Problem requirements: Please count the lines of the data below that contain the string "bird", with case counting, and reply with only that number.

Material provided:
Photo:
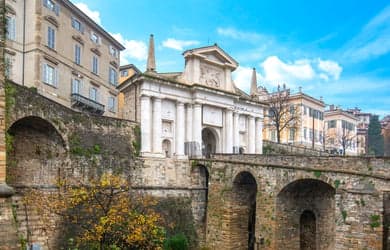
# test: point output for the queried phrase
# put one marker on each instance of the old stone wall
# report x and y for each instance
(270, 147)
(345, 195)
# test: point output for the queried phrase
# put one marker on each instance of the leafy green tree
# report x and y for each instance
(375, 137)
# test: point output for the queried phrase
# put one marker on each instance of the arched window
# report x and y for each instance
(167, 148)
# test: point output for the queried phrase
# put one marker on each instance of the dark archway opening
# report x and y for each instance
(37, 153)
(308, 230)
(305, 215)
(209, 141)
(244, 211)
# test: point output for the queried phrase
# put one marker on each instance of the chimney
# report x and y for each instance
(151, 63)
(253, 83)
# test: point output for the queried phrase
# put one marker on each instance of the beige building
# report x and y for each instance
(362, 130)
(55, 48)
(307, 127)
(340, 132)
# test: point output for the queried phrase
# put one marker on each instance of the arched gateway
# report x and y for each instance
(305, 215)
(243, 211)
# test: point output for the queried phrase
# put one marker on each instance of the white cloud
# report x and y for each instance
(275, 70)
(242, 78)
(329, 67)
(239, 35)
(303, 72)
(372, 41)
(178, 44)
(93, 14)
(134, 49)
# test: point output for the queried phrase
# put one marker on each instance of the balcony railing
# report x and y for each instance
(84, 103)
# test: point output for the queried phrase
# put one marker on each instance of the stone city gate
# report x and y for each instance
(296, 202)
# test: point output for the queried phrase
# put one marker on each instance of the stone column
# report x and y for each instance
(145, 124)
(180, 129)
(197, 129)
(259, 136)
(188, 140)
(189, 123)
(157, 143)
(236, 133)
(251, 135)
(229, 131)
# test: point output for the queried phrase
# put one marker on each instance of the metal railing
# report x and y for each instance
(85, 103)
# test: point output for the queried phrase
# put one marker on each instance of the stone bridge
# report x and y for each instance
(296, 202)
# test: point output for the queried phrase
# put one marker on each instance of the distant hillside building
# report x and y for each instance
(340, 131)
(54, 47)
(308, 130)
(385, 124)
(195, 112)
(362, 129)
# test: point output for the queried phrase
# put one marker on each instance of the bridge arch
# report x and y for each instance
(37, 152)
(210, 142)
(243, 211)
(305, 214)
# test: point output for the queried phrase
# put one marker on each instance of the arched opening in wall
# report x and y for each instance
(200, 185)
(209, 142)
(37, 153)
(305, 216)
(243, 211)
(307, 230)
(167, 149)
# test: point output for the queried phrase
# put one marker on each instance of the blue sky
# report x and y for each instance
(339, 50)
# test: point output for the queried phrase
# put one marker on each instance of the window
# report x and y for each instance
(332, 124)
(124, 73)
(93, 94)
(111, 103)
(347, 125)
(77, 54)
(95, 38)
(113, 51)
(76, 24)
(95, 65)
(113, 76)
(50, 75)
(51, 5)
(50, 37)
(10, 27)
(76, 86)
(292, 134)
(292, 109)
(273, 135)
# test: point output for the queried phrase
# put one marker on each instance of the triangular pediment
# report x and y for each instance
(213, 54)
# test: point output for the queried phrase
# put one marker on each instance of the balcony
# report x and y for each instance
(85, 104)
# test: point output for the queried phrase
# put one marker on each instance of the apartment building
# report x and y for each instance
(53, 47)
(307, 129)
(341, 131)
(362, 129)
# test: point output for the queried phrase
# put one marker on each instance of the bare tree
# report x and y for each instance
(346, 139)
(282, 114)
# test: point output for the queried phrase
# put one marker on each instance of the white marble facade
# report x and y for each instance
(199, 111)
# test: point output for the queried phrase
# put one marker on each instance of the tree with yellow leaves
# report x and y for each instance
(102, 214)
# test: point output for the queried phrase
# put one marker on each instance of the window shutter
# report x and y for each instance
(56, 75)
(44, 70)
(57, 9)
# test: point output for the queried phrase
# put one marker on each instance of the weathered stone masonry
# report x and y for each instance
(345, 195)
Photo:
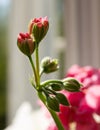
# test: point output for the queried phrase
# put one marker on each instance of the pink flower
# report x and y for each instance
(25, 43)
(92, 98)
(85, 103)
(38, 28)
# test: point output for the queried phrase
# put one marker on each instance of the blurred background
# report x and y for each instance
(73, 38)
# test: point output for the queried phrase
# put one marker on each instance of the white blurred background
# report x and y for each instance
(73, 38)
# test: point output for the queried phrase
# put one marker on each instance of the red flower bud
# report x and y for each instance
(38, 28)
(25, 43)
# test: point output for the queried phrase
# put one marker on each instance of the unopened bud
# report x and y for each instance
(38, 28)
(49, 65)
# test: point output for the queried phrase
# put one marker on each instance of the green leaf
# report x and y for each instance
(71, 85)
(53, 103)
(62, 99)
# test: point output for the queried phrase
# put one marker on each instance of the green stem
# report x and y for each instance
(53, 113)
(33, 67)
(37, 66)
(43, 84)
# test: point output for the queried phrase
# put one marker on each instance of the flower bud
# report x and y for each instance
(38, 28)
(49, 65)
(71, 84)
(62, 99)
(25, 43)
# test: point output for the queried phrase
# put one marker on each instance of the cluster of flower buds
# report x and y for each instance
(27, 42)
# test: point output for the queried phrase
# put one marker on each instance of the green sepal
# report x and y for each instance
(57, 86)
(62, 99)
(71, 85)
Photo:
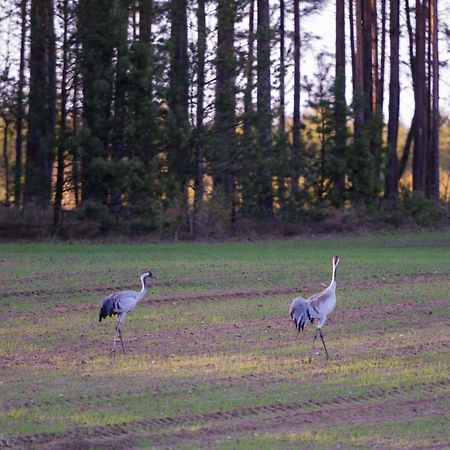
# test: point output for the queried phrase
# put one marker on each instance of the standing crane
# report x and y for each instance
(315, 309)
(122, 303)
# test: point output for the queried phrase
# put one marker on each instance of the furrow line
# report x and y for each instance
(238, 413)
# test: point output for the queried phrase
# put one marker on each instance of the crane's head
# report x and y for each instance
(146, 277)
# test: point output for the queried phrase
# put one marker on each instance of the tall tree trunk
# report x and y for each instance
(199, 157)
(145, 34)
(6, 160)
(248, 102)
(407, 147)
(225, 103)
(282, 123)
(391, 179)
(420, 138)
(42, 98)
(282, 136)
(433, 158)
(340, 111)
(296, 126)
(20, 114)
(179, 157)
(264, 108)
(358, 75)
(120, 96)
(75, 156)
(95, 63)
(61, 146)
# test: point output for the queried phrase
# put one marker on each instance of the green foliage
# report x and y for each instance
(410, 208)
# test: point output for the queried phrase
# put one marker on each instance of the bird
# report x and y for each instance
(315, 309)
(122, 303)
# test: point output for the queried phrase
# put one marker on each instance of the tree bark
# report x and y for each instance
(264, 108)
(6, 160)
(391, 179)
(248, 102)
(340, 111)
(225, 102)
(433, 158)
(282, 123)
(42, 99)
(62, 120)
(199, 157)
(20, 114)
(96, 69)
(296, 126)
(420, 138)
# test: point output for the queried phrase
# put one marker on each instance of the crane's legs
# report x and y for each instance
(318, 330)
(323, 342)
(118, 332)
(312, 347)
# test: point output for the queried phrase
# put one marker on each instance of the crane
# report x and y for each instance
(315, 309)
(122, 303)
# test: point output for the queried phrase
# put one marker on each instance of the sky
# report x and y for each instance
(323, 24)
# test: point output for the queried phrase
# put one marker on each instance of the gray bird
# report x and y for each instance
(122, 303)
(315, 309)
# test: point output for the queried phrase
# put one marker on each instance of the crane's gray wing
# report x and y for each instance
(117, 303)
(109, 307)
(301, 311)
(317, 300)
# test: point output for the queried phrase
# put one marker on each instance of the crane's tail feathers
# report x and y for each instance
(108, 308)
(300, 313)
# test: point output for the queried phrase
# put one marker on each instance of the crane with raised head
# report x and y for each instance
(122, 303)
(315, 309)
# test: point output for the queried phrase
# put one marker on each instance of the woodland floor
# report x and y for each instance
(213, 360)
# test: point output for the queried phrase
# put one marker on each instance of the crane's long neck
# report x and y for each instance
(143, 290)
(333, 276)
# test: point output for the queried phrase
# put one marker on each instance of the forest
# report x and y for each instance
(196, 119)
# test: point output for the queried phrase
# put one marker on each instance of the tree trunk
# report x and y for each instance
(42, 98)
(340, 111)
(433, 159)
(6, 161)
(199, 157)
(20, 114)
(391, 179)
(95, 62)
(75, 156)
(407, 147)
(282, 123)
(248, 102)
(264, 108)
(62, 120)
(120, 98)
(420, 138)
(296, 125)
(225, 103)
(178, 96)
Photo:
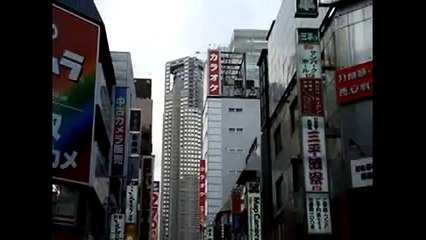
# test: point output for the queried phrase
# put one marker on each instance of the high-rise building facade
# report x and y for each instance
(181, 149)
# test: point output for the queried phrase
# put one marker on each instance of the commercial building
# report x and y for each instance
(181, 149)
(345, 40)
(80, 154)
(231, 117)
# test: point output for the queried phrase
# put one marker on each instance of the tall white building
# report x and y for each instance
(181, 149)
(231, 118)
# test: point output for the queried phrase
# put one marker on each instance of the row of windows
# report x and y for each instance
(235, 109)
(235, 129)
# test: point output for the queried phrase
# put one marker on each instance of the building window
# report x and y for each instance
(279, 192)
(278, 140)
(293, 109)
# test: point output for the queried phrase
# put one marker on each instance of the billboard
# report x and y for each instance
(202, 193)
(354, 83)
(309, 77)
(314, 154)
(119, 150)
(147, 172)
(214, 72)
(306, 8)
(117, 227)
(155, 205)
(318, 213)
(74, 70)
(254, 211)
(362, 172)
(131, 203)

The output: 2